* OBJECTIVE
Which lines in the material contain the string "reflector"? Pick out and copy each of them, treating uppercase and lowercase as different.

— Begin INFORMATION PROVIDED —

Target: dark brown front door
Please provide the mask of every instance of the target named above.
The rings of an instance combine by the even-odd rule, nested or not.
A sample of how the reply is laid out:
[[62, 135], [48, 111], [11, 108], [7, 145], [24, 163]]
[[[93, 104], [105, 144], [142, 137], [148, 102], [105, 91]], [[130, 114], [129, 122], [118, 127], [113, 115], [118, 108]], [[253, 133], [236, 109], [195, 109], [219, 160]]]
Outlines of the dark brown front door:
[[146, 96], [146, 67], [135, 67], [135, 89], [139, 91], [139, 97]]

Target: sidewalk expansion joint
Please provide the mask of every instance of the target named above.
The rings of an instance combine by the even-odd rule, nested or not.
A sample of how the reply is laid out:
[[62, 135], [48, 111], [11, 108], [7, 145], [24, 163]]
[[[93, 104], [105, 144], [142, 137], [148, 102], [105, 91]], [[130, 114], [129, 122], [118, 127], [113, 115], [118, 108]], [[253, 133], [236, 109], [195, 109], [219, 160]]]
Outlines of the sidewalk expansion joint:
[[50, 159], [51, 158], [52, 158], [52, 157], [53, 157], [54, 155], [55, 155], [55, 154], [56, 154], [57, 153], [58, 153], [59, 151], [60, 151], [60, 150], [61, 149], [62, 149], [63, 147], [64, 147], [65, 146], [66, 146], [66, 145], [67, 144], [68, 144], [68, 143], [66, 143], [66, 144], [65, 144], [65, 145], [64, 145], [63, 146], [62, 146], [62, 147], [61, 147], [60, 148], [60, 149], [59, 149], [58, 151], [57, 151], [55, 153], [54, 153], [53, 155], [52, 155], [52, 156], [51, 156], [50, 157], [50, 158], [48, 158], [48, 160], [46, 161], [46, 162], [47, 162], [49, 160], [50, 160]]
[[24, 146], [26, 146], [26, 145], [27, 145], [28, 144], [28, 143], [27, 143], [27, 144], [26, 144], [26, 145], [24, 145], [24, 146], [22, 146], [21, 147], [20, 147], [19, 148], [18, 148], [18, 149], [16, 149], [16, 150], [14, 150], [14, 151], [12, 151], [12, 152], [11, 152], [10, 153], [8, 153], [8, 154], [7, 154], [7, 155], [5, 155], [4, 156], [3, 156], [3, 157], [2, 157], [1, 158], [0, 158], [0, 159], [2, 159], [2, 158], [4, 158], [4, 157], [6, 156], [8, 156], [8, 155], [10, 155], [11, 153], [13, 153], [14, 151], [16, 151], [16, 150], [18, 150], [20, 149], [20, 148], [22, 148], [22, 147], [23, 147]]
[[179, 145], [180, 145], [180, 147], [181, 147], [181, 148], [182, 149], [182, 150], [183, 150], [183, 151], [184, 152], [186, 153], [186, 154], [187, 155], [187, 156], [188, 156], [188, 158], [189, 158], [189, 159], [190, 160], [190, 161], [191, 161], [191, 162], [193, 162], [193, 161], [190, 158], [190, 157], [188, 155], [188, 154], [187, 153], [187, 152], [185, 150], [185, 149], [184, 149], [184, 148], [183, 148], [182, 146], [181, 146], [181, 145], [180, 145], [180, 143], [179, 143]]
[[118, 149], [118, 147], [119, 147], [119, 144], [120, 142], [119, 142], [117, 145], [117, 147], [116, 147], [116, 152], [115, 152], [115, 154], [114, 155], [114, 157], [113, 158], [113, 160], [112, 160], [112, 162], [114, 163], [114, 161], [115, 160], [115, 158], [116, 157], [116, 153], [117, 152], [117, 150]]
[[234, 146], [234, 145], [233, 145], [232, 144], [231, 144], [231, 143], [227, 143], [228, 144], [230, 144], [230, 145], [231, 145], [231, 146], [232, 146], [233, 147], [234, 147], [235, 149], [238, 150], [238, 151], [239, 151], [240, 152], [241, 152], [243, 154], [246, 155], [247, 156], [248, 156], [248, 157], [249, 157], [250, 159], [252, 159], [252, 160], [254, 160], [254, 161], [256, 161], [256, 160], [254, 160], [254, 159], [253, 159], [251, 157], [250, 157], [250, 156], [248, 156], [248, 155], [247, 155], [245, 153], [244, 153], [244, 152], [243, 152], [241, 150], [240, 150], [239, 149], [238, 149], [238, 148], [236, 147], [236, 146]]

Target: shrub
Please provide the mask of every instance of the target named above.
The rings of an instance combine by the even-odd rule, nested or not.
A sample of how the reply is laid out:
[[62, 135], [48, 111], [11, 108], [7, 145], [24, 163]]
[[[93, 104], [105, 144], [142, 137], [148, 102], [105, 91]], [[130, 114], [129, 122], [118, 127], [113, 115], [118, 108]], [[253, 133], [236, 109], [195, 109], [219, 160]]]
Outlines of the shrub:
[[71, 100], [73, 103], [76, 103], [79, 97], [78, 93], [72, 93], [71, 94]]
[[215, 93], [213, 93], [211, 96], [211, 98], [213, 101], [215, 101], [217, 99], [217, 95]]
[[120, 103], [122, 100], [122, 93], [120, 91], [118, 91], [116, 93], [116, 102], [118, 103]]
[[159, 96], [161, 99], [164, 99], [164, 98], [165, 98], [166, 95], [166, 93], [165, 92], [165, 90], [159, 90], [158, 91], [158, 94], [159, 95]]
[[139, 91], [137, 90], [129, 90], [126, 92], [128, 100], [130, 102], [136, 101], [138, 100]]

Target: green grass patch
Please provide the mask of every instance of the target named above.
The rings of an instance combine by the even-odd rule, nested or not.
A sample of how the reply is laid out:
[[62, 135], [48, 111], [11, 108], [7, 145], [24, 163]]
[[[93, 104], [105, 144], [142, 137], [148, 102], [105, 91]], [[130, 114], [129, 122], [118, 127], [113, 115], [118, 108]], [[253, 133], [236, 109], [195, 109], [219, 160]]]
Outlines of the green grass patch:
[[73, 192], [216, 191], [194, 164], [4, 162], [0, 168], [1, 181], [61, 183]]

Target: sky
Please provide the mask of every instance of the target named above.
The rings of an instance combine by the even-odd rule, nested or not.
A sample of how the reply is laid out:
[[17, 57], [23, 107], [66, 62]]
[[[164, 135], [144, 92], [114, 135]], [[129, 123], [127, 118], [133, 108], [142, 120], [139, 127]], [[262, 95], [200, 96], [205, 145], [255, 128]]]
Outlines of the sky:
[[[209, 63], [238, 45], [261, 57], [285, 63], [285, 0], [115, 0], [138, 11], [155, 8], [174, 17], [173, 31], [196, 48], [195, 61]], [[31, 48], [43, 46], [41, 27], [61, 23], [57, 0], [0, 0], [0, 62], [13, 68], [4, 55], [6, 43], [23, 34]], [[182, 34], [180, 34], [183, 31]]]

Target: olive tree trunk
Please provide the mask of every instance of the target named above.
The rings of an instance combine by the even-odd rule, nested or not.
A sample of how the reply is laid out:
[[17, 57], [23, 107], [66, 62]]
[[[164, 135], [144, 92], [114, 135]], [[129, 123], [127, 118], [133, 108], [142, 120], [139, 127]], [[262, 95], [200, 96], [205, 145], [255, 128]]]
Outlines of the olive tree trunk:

— End INFORMATION PROVIDED —
— Begin INFORMATION PROVIDED —

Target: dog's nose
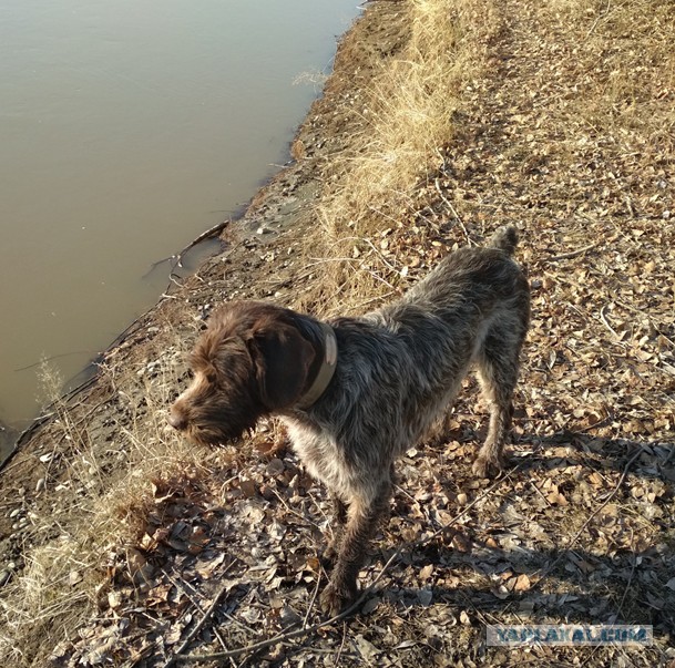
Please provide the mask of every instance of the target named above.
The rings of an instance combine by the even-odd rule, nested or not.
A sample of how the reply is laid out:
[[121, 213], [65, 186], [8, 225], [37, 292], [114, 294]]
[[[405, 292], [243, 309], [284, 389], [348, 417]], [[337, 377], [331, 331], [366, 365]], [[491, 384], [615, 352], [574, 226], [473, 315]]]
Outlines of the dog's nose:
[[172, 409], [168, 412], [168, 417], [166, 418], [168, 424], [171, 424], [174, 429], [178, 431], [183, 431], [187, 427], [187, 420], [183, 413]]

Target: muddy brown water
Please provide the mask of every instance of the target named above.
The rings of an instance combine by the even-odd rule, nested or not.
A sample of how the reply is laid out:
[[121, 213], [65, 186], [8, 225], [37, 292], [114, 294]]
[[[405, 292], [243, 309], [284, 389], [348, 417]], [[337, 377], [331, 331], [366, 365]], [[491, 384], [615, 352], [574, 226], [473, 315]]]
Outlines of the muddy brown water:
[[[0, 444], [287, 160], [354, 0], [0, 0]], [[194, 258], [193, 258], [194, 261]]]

— End INFORMATION PROVIDED —
— Begin INFORMATION PROVIDED —

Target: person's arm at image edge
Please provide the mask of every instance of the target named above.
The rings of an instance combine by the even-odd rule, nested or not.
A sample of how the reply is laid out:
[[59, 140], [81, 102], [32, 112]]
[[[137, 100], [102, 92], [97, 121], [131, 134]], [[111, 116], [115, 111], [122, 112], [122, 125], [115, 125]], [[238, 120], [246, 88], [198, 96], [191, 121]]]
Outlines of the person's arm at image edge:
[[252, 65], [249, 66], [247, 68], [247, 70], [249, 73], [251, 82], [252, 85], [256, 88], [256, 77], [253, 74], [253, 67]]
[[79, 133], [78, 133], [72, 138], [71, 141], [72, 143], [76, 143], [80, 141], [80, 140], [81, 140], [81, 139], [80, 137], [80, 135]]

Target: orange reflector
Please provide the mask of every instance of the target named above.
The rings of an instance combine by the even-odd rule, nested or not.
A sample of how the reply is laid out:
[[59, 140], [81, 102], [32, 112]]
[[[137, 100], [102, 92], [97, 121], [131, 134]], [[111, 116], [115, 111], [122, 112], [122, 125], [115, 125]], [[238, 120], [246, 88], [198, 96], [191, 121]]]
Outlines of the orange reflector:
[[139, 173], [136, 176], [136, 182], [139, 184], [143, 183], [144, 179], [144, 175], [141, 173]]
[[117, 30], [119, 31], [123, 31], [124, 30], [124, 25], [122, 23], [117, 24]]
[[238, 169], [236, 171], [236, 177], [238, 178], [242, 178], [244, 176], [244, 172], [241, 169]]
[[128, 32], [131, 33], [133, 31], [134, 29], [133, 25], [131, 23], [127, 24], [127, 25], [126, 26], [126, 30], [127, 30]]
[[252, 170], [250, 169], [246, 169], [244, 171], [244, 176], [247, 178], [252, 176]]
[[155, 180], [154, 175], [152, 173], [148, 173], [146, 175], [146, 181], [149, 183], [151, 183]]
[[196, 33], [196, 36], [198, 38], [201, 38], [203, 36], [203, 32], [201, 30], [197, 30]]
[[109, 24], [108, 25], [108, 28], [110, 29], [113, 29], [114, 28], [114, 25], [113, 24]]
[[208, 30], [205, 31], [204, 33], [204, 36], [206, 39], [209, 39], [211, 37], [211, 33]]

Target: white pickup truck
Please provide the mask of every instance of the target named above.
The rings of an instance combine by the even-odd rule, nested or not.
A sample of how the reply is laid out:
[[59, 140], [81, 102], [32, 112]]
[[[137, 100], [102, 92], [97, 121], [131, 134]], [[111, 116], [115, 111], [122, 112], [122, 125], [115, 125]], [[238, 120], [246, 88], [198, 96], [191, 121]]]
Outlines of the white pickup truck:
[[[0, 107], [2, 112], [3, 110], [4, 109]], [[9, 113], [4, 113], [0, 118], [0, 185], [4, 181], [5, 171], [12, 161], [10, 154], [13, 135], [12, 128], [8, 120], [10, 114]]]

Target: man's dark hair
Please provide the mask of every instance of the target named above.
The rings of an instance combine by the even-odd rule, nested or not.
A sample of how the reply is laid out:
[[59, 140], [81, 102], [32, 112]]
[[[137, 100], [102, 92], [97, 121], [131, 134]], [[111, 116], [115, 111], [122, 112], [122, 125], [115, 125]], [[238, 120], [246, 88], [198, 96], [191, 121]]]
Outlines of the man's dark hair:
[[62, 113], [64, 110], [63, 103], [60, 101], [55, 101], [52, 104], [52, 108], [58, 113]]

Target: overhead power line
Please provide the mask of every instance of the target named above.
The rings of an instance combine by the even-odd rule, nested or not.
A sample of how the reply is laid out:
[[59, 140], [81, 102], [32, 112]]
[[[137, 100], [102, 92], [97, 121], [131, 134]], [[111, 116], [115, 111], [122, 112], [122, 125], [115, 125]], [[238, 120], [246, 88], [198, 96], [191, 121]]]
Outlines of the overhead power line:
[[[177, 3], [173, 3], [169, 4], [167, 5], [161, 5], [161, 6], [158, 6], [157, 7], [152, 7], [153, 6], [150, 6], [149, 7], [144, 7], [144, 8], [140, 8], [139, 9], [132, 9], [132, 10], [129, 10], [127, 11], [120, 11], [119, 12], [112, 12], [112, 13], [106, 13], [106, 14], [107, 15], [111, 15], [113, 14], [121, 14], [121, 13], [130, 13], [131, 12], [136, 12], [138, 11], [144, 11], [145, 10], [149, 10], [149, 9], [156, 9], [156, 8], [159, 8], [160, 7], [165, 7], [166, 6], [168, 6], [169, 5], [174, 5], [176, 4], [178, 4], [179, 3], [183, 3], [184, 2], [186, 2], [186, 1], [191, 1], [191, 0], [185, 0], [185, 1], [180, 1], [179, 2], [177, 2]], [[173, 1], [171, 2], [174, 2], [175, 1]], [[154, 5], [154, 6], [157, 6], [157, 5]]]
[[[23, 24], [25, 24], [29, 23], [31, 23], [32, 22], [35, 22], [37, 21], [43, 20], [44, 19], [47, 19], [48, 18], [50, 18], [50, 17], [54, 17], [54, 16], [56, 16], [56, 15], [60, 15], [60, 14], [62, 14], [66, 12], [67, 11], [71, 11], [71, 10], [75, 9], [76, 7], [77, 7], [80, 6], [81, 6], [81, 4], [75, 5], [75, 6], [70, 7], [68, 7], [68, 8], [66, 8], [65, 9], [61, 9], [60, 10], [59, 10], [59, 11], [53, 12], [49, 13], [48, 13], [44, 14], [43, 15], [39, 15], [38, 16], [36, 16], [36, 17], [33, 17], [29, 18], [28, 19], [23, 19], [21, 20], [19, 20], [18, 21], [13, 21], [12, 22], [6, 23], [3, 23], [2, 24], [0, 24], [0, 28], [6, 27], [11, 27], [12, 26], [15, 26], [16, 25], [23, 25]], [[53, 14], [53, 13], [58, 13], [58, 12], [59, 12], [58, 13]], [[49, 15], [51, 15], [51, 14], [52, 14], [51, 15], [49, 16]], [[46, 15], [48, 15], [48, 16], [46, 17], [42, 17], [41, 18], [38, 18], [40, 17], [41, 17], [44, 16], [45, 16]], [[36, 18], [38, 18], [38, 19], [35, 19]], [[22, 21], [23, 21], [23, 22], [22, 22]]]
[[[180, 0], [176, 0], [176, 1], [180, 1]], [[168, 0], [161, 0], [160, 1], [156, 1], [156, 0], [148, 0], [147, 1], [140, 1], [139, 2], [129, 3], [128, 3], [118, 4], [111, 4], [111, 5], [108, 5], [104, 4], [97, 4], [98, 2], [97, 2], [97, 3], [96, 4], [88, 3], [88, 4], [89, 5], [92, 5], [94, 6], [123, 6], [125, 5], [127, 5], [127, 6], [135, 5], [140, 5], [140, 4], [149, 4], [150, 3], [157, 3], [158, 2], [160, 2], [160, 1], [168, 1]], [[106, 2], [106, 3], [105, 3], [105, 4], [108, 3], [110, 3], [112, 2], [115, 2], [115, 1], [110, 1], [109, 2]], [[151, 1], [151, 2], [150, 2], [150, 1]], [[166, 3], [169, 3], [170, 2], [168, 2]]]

— End INFORMATION PROVIDED —

* RESULT BELOW
Target: orange reflector
Outlines of the orange reflector:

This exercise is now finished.